Task inputs

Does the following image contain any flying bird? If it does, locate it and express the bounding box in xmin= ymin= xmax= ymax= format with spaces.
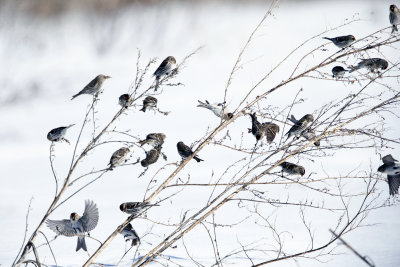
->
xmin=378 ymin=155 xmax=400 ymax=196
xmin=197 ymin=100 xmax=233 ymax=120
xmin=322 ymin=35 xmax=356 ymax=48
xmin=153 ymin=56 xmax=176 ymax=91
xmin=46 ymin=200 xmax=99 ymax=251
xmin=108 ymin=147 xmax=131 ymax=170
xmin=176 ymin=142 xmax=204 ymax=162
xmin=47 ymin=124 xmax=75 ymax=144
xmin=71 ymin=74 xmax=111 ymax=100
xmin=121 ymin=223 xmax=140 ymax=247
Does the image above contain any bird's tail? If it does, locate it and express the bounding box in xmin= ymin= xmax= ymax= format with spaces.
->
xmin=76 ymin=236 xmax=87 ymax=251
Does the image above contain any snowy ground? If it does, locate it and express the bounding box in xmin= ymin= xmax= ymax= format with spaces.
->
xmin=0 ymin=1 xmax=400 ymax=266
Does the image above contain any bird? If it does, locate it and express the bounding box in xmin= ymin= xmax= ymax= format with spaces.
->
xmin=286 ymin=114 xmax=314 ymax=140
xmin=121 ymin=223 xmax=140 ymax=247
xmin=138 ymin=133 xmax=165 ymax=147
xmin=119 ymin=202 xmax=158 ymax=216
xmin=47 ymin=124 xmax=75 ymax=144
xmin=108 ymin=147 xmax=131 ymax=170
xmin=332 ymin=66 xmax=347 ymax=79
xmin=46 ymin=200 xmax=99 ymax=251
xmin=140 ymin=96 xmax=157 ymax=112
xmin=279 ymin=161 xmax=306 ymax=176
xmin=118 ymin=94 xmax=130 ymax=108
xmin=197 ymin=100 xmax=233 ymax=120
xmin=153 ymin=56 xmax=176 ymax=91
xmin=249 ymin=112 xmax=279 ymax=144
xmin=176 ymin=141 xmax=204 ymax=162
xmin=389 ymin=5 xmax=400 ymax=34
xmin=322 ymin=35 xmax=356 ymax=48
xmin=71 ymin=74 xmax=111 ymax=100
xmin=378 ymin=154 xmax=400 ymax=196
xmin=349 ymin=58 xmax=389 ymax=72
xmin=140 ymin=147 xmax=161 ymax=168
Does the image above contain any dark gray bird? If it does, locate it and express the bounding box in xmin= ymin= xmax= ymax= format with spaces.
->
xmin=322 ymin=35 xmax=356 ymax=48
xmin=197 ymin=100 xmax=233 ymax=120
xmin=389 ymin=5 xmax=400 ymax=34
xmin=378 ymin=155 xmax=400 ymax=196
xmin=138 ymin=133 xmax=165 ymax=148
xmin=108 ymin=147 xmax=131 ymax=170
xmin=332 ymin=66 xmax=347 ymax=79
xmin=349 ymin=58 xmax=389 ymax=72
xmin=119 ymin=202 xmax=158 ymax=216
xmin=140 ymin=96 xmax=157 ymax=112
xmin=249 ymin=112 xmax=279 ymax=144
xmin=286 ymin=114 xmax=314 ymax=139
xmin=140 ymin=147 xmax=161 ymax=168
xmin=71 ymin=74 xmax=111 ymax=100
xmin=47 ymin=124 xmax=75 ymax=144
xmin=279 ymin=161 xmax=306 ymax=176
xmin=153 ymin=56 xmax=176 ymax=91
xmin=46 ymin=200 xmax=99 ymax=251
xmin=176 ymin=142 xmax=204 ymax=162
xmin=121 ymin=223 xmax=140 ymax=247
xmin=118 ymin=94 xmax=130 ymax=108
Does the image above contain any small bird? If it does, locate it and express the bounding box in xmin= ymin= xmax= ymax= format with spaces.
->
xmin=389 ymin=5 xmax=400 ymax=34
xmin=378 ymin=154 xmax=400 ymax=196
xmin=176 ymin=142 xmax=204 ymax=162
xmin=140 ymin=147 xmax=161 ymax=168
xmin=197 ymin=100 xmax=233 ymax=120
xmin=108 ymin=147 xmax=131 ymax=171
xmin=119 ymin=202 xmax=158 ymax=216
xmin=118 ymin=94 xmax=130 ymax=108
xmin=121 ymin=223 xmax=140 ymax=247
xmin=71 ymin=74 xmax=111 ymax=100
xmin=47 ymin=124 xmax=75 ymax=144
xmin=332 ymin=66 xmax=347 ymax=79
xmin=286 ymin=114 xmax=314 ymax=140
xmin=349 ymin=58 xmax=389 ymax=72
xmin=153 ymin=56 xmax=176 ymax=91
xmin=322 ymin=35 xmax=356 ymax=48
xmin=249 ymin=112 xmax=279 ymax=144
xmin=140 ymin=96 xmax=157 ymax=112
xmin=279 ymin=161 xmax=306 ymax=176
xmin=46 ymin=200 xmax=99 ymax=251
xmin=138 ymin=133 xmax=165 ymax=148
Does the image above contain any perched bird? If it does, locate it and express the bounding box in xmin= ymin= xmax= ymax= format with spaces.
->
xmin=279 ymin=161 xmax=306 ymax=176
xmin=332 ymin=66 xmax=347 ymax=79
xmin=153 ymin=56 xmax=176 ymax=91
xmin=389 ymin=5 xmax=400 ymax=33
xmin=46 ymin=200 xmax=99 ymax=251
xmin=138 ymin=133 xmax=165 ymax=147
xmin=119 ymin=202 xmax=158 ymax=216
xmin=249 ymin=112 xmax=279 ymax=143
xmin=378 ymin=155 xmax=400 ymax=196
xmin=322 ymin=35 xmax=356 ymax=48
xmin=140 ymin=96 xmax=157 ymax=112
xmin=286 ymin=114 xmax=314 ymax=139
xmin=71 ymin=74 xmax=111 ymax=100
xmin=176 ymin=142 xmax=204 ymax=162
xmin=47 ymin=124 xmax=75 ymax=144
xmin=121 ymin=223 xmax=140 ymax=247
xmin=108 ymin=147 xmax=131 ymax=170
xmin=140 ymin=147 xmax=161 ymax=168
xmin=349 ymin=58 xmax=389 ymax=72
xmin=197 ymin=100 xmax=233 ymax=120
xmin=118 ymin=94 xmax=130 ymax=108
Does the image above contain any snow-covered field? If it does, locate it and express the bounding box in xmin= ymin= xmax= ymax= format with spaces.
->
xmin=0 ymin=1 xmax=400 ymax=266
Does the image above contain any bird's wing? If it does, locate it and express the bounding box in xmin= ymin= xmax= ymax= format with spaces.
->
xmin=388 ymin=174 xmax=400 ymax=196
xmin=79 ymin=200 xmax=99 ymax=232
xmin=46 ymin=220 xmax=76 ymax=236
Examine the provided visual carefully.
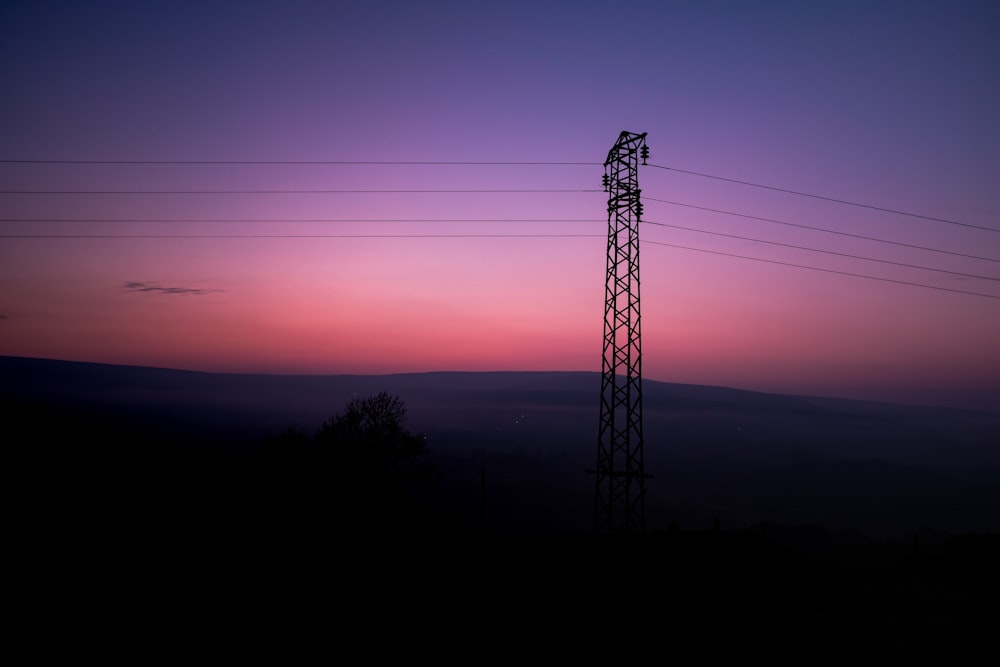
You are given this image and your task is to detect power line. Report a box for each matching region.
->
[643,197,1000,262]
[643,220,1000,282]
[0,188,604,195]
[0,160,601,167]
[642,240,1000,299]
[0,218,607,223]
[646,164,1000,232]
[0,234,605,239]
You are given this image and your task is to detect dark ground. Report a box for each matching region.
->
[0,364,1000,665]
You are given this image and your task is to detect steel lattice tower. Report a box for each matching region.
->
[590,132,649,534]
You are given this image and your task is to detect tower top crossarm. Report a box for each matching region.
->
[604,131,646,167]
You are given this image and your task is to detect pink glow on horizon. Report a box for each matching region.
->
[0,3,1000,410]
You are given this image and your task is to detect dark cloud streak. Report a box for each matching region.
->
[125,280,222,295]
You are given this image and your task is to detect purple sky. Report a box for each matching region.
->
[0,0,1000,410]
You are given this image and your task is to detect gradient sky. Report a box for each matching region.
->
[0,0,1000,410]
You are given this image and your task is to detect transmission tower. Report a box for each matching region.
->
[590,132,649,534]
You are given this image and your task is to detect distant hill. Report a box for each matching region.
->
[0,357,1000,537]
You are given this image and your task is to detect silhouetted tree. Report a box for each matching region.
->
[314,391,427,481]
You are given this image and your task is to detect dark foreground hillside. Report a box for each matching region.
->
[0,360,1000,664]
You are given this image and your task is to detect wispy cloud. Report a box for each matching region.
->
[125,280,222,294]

Work to be completed
Rewrite the items from the line with "crossarm. Report a box for each matching region." to the line with "[0,3,1000,410]", both included, keeping the requests unchanged. Rescale every bounding box coordinate in the answers by multiplying it by 0.6 and rounding to a whole number, with halves rounded up.

Reply to the exercise
You are given this image and your task is to detect tower top crossarm. Report a box for each matching region.
->
[362,79,388,100]
You are given this image and your task is to detect pink glow on horizon. Report a box for each matching region.
->
[0,2,600,246]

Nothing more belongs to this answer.